Passage given:
_ _ _ _ _ _ _

Must every discussion in America come back to September 11? Dear Og, people, give it a rest already!
Please don’t exaggerate. This board is supposed to be about fighting ignorance.
Many of can laugh. Do laugh. These laughs can be mere giggles, effusive chuckles, or even outrageous guffaws. I know of no instance where laughing actually lead to any kind of choking, and I’ve searched the internet for at least three minutes.
So I’m left to assume you are either deliberately telling lies for effect, or you were eating/drinking and posting at the same time. In that latter case the “humorous” remark was not the cause of your supposed near-choking. It was your extreme carelessness.
I identify as a “Her?”
Y’know-- I’ve read post after post of this stupid, peabrained thread and THIS honks me off more than everyone else’s worthless, crappy opinions. I’d expect that kind of revisionist femiNazi crap from the shopping-addled women around here, JohnT. But you? The hell kind of man are you, you pantywaist creep? I’ll bet you’ve named your sons April, May and June.
That said, I gotta say, I really like polka.
I made this same point up in post #109, except with more brevity and less swearing. Next time read the whole thread before posting in it, butthead.
Did you ever stop to think that maybe, just maybe, she was agreeing with you and supporting your viewpoint? No, of course not. You got so excited about the opportunity to call someone a butthead that elementary reasoning completely eluded you.
Asshat.
If your pathetic bleating was typical of the rest of the thread, it would be no wonder she didn’t read it all.
2+2=4
Yeah, well…so’s your face!
You know what? Only three things come from Oklahoma: steers, queers, and ultra right wing Christian Fundamentalist Republicans.
commences searching for napkins with which to clean soda off monitor
Sure, completely leave out all the binary and hexadecimal people just because you don’t happen to agree. Fascist.
Hey, I’m from Oklahoma and I’ll have you know … well … damnit, I’ll think of something!

_ _ _ _ _ _ _

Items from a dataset

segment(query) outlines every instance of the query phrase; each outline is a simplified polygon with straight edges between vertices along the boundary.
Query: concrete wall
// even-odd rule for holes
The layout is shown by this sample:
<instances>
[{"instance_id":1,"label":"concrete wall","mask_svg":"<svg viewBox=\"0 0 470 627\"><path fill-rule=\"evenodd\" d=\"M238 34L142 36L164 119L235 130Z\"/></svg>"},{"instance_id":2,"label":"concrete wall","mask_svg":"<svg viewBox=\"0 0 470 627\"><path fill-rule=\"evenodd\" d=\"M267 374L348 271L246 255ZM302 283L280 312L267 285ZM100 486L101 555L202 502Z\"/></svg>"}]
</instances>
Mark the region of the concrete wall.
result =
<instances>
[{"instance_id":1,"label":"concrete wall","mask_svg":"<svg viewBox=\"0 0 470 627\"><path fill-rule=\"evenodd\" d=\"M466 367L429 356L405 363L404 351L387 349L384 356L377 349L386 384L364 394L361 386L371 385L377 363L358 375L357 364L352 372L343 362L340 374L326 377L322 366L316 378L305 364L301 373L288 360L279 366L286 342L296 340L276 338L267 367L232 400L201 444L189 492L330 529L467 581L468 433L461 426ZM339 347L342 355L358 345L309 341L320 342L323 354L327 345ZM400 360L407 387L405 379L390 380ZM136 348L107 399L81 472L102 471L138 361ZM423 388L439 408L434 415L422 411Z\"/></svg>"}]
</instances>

_ _ _ _ _ _ _

Task description:
Rewrite the stretch of the thread from "Many of can" through "May and June.", using "titters" in place of "giggles".

Result of this exercise:
Many of can laugh. Do laugh. These laughs can be mere titters, effusive chuckles, or even outrageous guffaws. I know of no instance where laughing actually lead to any kind of choking, and I’ve searched the internet for at least three minutes.
So I’m left to assume you are either deliberately telling lies for effect, or you were eating/drinking and posting at the same time. In that latter case the “humorous” remark was not the cause of your supposed near-choking. It was your extreme carelessness.
I identify as a “Her?”
Y’know-- I’ve read post after post of this stupid, peabrained thread and THIS honks me off more than everyone else’s worthless, crappy opinions. I’d expect that kind of revisionist femiNazi crap from the shopping-addled women around here, JohnT. But you? The hell kind of man are you, you pantywaist creep? I’ll bet you’ve named your sons April, May and June.